## EXERCISE AIM
Look through the records below for the line holding "One keypoint belongs to every instance. Tag the stadium facade". Write it out exactly, with each following line through the line holding "One keypoint belongs to every instance. Tag the curved".

## DATA RECORDS
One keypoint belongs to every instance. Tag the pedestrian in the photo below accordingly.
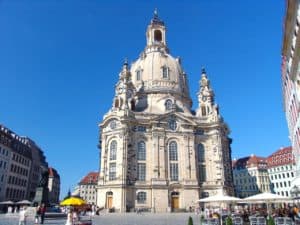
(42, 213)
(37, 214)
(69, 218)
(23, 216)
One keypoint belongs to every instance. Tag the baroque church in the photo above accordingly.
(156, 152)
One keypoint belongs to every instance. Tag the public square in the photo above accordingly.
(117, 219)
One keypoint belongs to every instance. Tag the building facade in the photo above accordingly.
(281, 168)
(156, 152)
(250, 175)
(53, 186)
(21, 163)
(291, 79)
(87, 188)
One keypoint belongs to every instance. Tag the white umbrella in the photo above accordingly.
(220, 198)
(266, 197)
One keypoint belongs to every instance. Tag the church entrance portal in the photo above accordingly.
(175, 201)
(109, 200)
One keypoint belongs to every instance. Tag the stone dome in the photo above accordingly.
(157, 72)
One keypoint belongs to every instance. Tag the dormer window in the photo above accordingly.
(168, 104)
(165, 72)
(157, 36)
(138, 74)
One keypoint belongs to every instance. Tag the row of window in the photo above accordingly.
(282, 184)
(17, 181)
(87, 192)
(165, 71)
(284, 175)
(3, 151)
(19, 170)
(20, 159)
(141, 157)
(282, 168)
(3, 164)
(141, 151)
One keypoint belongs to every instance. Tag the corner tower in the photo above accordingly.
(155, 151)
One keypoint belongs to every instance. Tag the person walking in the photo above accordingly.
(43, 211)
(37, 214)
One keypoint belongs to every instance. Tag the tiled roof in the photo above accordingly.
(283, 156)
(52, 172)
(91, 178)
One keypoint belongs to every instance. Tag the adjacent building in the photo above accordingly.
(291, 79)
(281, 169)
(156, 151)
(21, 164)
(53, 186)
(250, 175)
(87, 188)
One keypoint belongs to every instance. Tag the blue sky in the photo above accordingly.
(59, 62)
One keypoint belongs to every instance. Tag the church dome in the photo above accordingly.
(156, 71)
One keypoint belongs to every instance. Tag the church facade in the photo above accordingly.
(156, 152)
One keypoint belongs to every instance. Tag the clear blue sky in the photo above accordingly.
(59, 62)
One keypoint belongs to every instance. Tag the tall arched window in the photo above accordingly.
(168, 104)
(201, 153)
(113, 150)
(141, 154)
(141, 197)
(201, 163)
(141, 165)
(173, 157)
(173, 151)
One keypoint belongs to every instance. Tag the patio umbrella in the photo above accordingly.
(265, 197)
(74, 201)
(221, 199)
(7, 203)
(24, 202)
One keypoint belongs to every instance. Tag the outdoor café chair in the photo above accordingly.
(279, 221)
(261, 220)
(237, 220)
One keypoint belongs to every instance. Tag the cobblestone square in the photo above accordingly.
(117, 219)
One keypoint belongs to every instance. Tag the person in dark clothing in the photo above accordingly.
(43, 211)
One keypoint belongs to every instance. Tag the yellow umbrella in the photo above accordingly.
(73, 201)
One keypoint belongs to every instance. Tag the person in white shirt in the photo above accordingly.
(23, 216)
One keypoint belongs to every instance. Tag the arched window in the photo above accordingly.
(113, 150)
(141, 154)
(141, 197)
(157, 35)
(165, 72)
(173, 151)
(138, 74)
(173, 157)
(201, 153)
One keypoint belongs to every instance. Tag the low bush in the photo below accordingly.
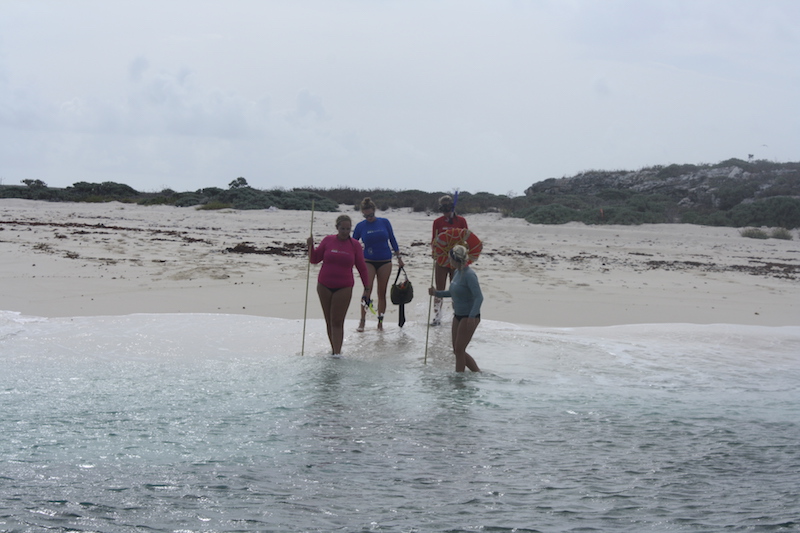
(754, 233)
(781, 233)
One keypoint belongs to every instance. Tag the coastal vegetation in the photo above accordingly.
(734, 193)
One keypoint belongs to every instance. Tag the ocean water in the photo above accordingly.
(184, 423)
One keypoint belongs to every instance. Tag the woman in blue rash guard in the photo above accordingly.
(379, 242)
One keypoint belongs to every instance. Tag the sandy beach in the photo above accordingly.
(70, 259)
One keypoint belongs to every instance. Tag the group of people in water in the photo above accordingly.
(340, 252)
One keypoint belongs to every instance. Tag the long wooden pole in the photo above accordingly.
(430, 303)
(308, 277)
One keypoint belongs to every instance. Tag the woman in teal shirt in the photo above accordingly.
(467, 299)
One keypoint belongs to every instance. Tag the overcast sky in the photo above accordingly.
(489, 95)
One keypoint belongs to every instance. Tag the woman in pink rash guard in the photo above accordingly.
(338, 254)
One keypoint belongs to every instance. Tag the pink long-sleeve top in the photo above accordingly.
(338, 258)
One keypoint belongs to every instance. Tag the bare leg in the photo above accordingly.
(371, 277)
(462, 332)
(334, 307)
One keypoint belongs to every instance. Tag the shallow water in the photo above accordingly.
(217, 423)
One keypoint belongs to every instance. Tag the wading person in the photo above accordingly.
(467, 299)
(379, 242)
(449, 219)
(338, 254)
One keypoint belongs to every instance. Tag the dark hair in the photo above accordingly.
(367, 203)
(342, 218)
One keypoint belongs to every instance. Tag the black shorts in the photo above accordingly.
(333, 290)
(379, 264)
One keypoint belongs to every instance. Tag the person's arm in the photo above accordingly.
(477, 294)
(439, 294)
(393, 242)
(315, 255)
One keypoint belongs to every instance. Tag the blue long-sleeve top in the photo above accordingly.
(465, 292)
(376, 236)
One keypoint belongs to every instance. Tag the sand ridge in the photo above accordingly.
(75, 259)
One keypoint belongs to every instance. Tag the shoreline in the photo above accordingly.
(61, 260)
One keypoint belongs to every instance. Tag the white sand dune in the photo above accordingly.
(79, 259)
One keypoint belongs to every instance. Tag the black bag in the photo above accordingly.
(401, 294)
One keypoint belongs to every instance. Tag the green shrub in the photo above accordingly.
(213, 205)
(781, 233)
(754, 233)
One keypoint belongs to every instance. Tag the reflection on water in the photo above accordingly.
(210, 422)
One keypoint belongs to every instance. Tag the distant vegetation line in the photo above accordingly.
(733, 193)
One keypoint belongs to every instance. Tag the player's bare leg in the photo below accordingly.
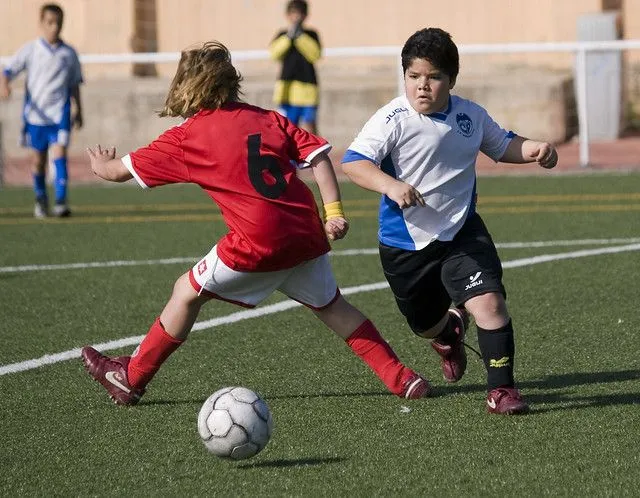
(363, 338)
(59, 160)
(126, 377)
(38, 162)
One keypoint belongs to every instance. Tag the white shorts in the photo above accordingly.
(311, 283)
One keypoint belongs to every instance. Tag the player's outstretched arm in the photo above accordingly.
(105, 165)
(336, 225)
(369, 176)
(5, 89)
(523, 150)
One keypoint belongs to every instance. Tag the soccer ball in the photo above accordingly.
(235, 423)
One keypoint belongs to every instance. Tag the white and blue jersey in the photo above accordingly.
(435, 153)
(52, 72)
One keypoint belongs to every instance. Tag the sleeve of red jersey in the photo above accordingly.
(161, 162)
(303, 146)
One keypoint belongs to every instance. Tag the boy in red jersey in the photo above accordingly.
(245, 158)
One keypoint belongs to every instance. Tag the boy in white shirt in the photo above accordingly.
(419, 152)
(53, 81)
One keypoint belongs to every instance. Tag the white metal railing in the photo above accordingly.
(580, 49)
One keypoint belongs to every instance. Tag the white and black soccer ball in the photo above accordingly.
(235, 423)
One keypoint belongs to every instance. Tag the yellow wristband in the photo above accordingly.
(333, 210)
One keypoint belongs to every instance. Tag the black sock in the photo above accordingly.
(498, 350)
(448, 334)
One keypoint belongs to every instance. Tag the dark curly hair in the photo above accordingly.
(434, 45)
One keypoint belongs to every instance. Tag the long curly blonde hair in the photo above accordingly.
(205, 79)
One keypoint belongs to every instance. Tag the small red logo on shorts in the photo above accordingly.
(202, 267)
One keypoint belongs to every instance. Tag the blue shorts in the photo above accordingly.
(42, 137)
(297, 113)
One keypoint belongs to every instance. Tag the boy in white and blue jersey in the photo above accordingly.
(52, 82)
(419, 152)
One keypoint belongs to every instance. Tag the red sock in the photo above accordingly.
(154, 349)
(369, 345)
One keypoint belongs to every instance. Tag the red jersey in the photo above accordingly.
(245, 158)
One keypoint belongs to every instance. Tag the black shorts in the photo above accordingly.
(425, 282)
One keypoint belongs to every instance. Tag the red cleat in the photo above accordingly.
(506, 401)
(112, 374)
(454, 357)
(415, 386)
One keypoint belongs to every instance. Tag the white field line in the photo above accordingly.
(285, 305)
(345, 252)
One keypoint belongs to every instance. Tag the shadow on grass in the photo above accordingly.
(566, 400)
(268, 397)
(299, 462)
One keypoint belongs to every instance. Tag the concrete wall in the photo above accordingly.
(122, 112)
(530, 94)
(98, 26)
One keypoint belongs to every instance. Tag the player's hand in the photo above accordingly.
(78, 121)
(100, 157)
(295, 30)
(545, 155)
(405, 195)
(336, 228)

* * *

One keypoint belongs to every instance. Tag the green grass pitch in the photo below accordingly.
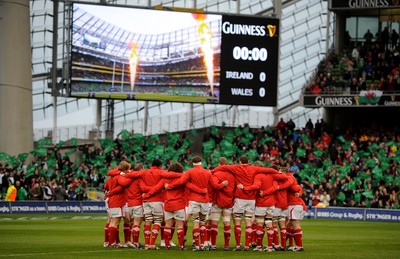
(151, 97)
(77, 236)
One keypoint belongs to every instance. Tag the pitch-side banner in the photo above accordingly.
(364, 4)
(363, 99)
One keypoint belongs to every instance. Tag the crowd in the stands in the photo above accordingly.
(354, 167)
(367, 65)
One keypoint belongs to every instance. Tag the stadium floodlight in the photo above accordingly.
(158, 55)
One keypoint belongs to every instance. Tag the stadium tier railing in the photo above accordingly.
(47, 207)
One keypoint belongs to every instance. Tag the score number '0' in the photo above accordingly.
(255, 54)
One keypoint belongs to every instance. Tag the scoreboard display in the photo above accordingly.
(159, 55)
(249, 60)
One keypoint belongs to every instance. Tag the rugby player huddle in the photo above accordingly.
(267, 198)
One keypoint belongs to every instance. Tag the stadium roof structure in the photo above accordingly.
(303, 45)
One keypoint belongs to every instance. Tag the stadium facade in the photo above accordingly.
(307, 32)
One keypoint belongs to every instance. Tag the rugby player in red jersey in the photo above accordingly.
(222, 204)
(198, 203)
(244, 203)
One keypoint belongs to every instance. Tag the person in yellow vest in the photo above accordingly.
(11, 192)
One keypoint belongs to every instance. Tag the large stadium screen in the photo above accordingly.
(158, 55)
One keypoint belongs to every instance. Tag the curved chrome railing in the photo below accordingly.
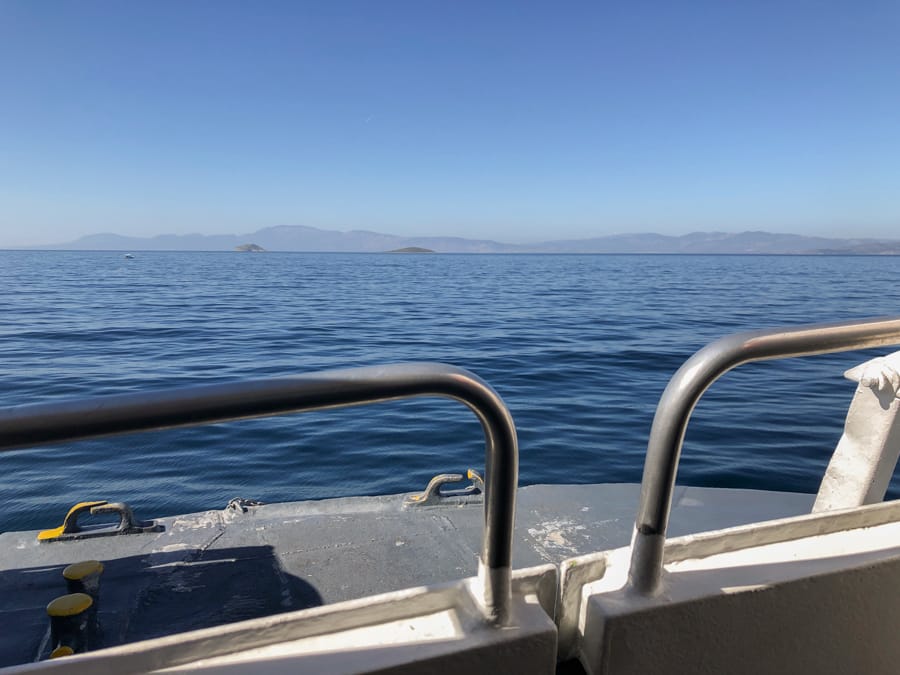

--

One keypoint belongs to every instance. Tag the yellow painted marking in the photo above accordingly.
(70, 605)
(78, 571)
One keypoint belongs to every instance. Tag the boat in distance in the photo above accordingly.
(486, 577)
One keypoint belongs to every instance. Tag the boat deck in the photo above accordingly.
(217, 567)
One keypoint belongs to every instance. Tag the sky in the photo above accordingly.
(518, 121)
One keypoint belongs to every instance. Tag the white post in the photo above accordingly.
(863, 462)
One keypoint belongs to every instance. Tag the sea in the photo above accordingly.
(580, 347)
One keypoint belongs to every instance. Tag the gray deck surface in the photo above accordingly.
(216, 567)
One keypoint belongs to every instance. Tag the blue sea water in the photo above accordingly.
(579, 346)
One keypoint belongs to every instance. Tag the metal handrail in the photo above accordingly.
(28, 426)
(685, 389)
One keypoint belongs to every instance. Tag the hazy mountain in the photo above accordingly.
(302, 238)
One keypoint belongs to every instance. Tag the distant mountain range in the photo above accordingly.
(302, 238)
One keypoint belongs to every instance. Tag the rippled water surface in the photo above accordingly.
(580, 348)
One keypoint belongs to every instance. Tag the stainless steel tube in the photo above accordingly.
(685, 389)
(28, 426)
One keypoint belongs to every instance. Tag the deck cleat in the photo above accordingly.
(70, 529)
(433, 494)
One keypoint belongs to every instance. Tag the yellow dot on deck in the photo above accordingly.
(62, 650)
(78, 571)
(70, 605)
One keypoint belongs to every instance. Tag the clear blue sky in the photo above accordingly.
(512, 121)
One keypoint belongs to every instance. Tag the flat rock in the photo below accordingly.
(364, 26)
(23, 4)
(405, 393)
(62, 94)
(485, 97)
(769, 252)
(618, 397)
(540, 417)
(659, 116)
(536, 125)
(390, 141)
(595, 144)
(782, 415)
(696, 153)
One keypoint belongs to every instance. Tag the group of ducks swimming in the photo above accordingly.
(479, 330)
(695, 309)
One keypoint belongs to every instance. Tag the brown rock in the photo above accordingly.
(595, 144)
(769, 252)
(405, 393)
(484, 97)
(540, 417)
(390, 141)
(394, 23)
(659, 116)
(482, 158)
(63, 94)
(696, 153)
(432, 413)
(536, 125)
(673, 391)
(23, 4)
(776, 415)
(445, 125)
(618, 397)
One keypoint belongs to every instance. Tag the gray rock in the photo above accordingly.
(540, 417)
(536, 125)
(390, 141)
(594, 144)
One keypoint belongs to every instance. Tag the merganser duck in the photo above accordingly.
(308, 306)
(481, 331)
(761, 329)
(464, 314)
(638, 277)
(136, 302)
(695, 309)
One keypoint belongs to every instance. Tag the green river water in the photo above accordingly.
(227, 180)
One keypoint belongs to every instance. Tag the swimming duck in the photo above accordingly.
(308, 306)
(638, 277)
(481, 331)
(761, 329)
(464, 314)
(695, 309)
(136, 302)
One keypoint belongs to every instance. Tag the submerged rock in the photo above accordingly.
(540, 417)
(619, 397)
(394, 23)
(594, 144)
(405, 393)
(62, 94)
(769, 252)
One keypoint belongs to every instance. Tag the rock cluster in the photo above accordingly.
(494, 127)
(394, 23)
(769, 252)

## ANSWER TO THE EXERCISE
One keypoint belongs to every instance. Tag the stadium facade in the photo above accordingly.
(307, 32)
One keypoint belongs to every instance. Tag the rugby player in red jersey in the photo above accordingly.
(222, 204)
(198, 203)
(244, 203)
One keypoint belongs to every instance. Tag the person in yellow vest in the photo above accordingly.
(11, 192)
One keypoint belongs to every instance. Tag the large stadium screen in the photo above accordingly.
(158, 55)
One keypoint belongs to every instance. Tag the curved chrome railing in the photo below accordingly.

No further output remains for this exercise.